STATED EXERCISE =>
Write out, word for word, the lines of the data below, from the line holding "the orange crocus" through the line holding "x=205, y=318", both included. Leave the pictures out.

EXTRACTED ENTRIES =>

****************

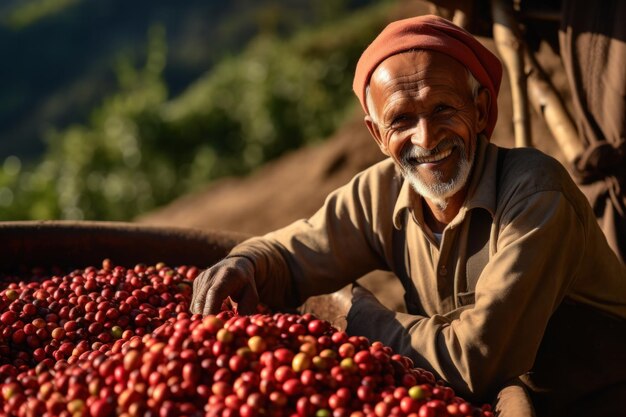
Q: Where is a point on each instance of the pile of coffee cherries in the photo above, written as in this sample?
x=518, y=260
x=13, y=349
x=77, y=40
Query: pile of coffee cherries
x=114, y=341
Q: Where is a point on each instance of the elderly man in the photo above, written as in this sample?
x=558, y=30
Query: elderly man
x=500, y=255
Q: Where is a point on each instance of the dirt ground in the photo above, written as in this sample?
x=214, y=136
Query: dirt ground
x=296, y=185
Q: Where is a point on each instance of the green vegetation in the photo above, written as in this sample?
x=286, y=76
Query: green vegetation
x=141, y=149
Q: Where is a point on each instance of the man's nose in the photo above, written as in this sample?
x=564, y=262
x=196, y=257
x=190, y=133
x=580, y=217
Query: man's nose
x=424, y=134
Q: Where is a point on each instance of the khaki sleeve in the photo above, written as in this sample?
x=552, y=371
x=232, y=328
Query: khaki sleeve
x=337, y=245
x=539, y=250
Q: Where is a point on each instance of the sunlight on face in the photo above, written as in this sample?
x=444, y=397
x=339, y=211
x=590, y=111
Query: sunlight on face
x=440, y=190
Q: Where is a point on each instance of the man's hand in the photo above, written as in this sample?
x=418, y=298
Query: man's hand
x=232, y=277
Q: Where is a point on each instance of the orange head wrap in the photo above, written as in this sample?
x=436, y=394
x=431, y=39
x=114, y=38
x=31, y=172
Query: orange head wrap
x=436, y=34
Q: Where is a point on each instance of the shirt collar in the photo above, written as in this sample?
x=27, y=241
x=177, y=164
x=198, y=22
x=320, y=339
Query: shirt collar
x=481, y=192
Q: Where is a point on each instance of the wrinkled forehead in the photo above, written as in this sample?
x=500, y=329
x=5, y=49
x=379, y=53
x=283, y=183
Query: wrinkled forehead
x=407, y=68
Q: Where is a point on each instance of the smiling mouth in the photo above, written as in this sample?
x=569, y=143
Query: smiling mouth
x=430, y=159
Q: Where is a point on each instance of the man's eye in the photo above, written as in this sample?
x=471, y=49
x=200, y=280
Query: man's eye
x=400, y=120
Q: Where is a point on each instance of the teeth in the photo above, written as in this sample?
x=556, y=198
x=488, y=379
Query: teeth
x=434, y=158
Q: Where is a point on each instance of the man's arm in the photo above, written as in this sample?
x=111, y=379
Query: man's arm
x=337, y=245
x=539, y=248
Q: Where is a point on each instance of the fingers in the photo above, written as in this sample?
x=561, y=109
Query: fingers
x=232, y=277
x=198, y=296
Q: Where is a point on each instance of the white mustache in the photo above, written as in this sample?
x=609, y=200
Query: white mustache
x=415, y=154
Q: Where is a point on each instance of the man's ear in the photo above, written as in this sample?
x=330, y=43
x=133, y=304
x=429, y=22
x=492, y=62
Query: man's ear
x=483, y=105
x=372, y=126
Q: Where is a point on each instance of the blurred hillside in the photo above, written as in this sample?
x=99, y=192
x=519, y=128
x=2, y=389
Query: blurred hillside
x=59, y=57
x=139, y=103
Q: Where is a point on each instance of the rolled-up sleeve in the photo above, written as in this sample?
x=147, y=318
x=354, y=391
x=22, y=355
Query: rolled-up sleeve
x=341, y=242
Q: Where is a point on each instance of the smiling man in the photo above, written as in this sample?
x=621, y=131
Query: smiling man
x=506, y=272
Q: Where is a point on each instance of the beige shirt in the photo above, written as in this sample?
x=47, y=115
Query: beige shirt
x=544, y=246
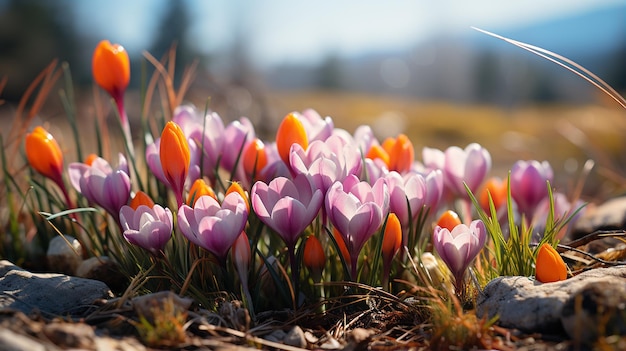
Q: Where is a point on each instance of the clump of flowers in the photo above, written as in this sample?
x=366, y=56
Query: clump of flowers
x=216, y=209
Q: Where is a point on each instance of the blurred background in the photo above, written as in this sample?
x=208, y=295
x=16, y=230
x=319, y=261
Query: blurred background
x=415, y=67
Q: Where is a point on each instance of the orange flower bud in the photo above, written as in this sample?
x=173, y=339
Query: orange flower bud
x=235, y=187
x=449, y=220
x=254, y=157
x=345, y=254
x=90, y=158
x=549, y=266
x=141, y=198
x=401, y=153
x=314, y=258
x=497, y=188
x=377, y=151
x=175, y=158
x=392, y=238
x=291, y=131
x=111, y=68
x=199, y=188
x=44, y=154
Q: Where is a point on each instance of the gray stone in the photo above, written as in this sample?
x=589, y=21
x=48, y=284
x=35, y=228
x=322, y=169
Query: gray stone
x=528, y=305
x=295, y=337
x=49, y=293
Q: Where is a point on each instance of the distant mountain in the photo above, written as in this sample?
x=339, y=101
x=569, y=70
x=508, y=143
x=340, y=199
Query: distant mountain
x=479, y=68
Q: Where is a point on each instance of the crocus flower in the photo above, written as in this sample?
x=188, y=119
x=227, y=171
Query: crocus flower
x=44, y=155
x=101, y=184
x=147, y=227
x=392, y=239
x=314, y=258
x=357, y=210
x=449, y=220
x=529, y=184
x=254, y=158
x=175, y=157
x=470, y=166
x=401, y=153
x=212, y=226
x=139, y=199
x=199, y=188
x=549, y=266
x=111, y=70
x=288, y=207
x=458, y=247
x=290, y=131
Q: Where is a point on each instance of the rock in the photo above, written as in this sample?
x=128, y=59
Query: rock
x=295, y=337
x=64, y=254
x=105, y=270
x=595, y=310
x=610, y=215
x=49, y=293
x=531, y=306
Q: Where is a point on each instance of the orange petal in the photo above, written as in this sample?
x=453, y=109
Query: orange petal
x=199, y=188
x=549, y=266
x=254, y=157
x=44, y=154
x=174, y=154
x=378, y=152
x=111, y=67
x=401, y=154
x=141, y=198
x=497, y=188
x=392, y=238
x=291, y=131
x=449, y=220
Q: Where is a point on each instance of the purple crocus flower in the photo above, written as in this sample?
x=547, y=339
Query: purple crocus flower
x=470, y=166
x=101, y=184
x=326, y=161
x=459, y=247
x=529, y=184
x=148, y=228
x=212, y=226
x=287, y=206
x=357, y=209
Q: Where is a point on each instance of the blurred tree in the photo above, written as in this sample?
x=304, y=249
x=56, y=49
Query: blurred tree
x=32, y=34
x=173, y=29
x=329, y=73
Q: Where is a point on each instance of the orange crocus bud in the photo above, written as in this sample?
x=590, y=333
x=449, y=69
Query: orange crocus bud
x=401, y=153
x=254, y=157
x=44, y=154
x=111, y=68
x=199, y=188
x=291, y=131
x=141, y=198
x=345, y=254
x=175, y=158
x=392, y=238
x=314, y=258
x=497, y=188
x=378, y=152
x=449, y=220
x=90, y=158
x=549, y=266
x=235, y=187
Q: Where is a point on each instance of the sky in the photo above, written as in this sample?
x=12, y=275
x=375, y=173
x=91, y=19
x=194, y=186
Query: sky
x=283, y=31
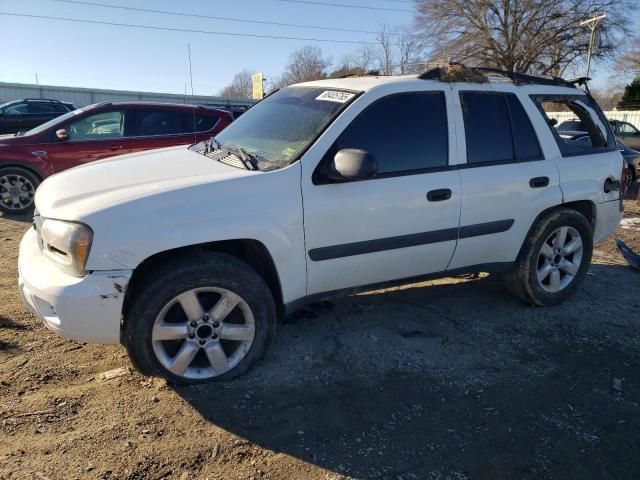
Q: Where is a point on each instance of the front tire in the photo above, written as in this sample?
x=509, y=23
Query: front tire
x=554, y=259
x=17, y=190
x=205, y=318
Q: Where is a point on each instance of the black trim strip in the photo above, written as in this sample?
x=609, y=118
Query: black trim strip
x=404, y=241
x=485, y=228
x=294, y=305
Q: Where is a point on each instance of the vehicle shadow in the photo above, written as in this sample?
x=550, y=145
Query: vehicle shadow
x=17, y=218
x=449, y=380
x=6, y=322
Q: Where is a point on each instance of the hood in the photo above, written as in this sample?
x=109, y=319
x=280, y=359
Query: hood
x=84, y=190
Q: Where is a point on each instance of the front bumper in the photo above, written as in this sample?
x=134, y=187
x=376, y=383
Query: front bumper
x=608, y=216
x=87, y=309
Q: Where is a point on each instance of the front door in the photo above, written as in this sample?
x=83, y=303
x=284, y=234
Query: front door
x=401, y=223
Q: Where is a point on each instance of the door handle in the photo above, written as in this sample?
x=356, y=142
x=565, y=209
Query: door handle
x=539, y=182
x=611, y=185
x=439, y=195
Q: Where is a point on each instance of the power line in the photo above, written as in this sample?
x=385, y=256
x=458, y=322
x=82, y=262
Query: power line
x=212, y=17
x=170, y=29
x=347, y=5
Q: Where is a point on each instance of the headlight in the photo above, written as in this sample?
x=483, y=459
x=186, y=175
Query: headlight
x=66, y=243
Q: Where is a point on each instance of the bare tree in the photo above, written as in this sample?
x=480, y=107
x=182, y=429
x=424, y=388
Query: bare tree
x=629, y=62
x=362, y=59
x=305, y=64
x=536, y=36
x=384, y=52
x=240, y=87
x=409, y=46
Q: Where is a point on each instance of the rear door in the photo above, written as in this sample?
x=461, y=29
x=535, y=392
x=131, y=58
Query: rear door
x=506, y=180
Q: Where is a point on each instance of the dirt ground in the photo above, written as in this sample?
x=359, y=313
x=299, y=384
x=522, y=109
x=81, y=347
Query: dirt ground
x=449, y=379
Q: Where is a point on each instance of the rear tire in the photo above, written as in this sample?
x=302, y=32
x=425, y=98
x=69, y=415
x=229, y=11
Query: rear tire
x=17, y=190
x=204, y=318
x=554, y=259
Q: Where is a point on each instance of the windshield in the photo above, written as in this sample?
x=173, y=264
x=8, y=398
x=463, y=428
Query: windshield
x=284, y=124
x=50, y=123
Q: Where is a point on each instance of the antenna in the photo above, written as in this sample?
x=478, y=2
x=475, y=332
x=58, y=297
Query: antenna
x=193, y=105
x=592, y=23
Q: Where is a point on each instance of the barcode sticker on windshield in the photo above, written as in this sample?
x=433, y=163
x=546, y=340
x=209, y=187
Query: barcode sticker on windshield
x=335, y=96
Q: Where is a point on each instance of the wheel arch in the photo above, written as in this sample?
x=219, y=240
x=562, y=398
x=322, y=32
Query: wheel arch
x=25, y=166
x=251, y=251
x=585, y=207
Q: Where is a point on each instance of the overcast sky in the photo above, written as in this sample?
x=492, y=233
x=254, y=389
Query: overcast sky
x=105, y=56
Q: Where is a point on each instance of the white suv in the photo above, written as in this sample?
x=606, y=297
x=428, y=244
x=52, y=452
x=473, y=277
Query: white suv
x=188, y=255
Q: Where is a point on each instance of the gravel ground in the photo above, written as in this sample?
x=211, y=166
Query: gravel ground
x=448, y=379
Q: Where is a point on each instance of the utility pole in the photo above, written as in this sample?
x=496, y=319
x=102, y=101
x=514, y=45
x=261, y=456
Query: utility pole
x=592, y=23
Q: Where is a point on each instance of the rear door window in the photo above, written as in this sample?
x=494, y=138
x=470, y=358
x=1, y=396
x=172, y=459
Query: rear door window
x=101, y=126
x=17, y=109
x=497, y=128
x=161, y=122
x=42, y=108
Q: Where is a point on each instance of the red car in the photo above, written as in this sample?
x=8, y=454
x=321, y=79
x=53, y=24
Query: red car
x=93, y=133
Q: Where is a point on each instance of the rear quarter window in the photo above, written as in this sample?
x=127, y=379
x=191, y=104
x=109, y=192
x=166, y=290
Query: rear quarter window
x=590, y=120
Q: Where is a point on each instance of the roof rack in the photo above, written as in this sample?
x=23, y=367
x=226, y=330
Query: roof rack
x=52, y=100
x=582, y=82
x=443, y=71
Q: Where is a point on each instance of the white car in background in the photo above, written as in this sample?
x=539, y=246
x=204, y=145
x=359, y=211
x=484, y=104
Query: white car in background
x=187, y=256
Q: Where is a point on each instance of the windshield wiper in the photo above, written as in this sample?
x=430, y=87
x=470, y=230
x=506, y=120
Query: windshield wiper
x=249, y=161
x=211, y=144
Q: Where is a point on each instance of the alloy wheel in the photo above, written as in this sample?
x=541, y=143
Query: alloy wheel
x=203, y=333
x=559, y=259
x=16, y=192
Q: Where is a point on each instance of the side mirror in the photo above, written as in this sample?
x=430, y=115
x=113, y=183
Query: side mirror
x=62, y=134
x=352, y=164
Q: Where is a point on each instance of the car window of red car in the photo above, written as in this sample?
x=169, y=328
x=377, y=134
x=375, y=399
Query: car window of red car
x=627, y=128
x=101, y=126
x=154, y=122
x=42, y=107
x=17, y=109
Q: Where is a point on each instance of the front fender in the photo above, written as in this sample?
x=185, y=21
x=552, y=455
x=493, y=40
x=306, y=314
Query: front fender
x=125, y=237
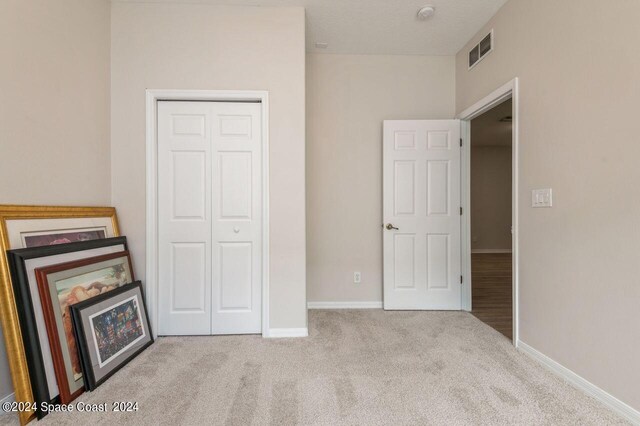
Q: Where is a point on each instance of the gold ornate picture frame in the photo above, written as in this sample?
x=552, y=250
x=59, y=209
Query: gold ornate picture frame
x=22, y=226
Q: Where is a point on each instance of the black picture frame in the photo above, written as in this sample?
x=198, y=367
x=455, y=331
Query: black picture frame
x=25, y=308
x=78, y=312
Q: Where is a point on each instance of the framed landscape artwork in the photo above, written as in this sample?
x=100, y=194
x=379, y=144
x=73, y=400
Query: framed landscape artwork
x=33, y=226
x=60, y=287
x=112, y=329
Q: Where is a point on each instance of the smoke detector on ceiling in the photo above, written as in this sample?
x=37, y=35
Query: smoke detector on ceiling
x=426, y=12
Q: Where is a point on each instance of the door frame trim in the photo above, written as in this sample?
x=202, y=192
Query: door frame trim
x=152, y=98
x=509, y=90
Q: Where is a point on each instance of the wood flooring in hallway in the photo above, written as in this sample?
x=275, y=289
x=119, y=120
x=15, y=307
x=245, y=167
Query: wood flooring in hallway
x=492, y=290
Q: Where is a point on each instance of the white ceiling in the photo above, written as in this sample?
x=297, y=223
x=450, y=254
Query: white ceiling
x=488, y=130
x=384, y=27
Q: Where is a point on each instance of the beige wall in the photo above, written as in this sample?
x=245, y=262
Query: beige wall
x=54, y=113
x=195, y=46
x=578, y=65
x=348, y=96
x=490, y=197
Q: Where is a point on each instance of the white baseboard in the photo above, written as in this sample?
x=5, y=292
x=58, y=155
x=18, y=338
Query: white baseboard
x=488, y=251
x=288, y=332
x=622, y=409
x=9, y=398
x=344, y=305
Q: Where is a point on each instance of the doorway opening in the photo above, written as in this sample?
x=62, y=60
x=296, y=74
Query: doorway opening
x=490, y=215
x=507, y=95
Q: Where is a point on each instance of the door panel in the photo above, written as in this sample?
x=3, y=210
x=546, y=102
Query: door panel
x=209, y=218
x=421, y=197
x=237, y=219
x=184, y=218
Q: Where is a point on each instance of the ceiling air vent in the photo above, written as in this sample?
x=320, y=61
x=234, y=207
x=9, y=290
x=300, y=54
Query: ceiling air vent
x=481, y=50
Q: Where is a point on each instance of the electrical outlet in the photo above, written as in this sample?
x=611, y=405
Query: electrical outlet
x=541, y=198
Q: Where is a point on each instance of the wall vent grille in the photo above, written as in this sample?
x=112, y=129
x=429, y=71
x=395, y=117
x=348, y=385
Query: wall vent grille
x=481, y=50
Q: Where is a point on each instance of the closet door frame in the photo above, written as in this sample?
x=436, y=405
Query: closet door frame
x=152, y=98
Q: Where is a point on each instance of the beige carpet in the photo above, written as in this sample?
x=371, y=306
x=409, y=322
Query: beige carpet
x=356, y=368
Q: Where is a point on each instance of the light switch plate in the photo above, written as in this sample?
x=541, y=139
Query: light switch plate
x=541, y=198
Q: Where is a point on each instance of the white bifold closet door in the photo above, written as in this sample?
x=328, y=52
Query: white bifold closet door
x=209, y=218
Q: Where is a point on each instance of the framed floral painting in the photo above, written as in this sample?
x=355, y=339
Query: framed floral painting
x=63, y=285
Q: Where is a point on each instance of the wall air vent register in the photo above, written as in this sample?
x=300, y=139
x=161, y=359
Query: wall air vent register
x=480, y=50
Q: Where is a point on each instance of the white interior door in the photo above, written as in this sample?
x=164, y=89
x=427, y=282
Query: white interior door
x=421, y=211
x=209, y=218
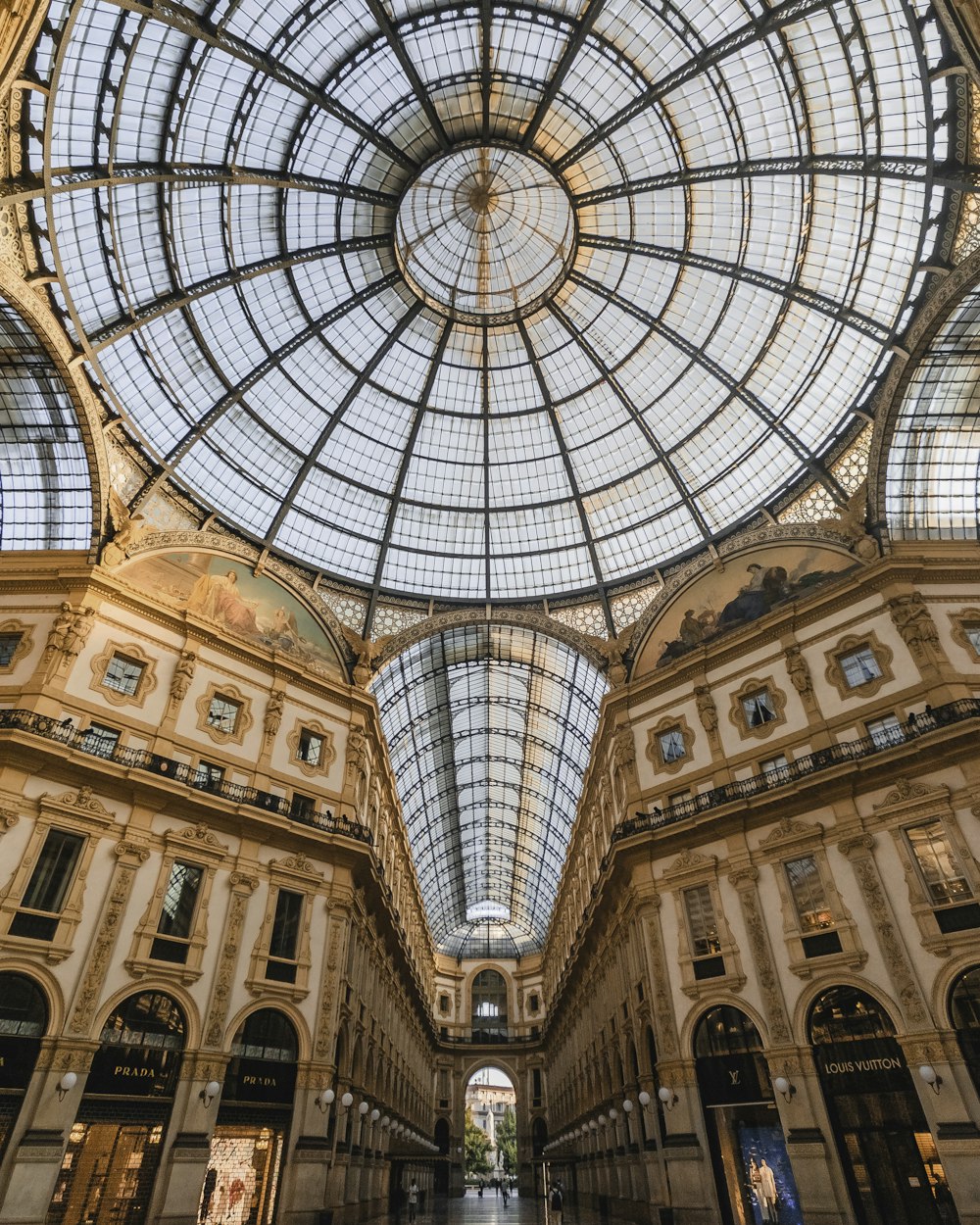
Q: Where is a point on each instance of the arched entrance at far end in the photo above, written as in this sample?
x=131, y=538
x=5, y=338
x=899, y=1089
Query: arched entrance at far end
x=490, y=1130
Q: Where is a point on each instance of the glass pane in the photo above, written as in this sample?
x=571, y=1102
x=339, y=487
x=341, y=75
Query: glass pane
x=53, y=872
x=937, y=863
x=179, y=901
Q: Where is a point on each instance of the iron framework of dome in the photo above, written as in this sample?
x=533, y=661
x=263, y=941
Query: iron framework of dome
x=489, y=302
x=489, y=728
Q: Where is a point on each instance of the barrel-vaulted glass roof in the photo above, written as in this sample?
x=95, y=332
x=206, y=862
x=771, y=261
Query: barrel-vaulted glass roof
x=488, y=302
x=489, y=729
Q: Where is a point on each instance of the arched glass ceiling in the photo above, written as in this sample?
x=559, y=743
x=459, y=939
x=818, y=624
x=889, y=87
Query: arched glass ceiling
x=298, y=244
x=45, y=494
x=489, y=729
x=932, y=481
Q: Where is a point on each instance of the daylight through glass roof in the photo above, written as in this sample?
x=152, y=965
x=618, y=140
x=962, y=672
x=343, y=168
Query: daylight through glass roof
x=484, y=302
x=489, y=728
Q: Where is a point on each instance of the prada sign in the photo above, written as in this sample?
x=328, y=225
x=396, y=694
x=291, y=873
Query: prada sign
x=260, y=1081
x=133, y=1072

****************

SOLVED PROBLEM =>
Q: Where is a point on each instance of the orange crocus bud in the photo above, written as in this sample?
x=590, y=333
x=449, y=69
Query: orange crocus bud
x=401, y=153
x=254, y=157
x=44, y=154
x=111, y=68
x=199, y=188
x=291, y=131
x=141, y=198
x=345, y=254
x=175, y=158
x=392, y=238
x=314, y=258
x=497, y=188
x=378, y=152
x=449, y=220
x=90, y=158
x=549, y=266
x=235, y=187
Q: Where is a point on each instance of the sky in the photo above, written as in this sample?
x=12, y=275
x=375, y=173
x=91, y=19
x=194, y=186
Query: sky
x=283, y=31
Q: Where is a point on each instance of the front tire in the photo above, written as in this sample?
x=509, y=23
Query: front tire
x=554, y=259
x=17, y=190
x=205, y=318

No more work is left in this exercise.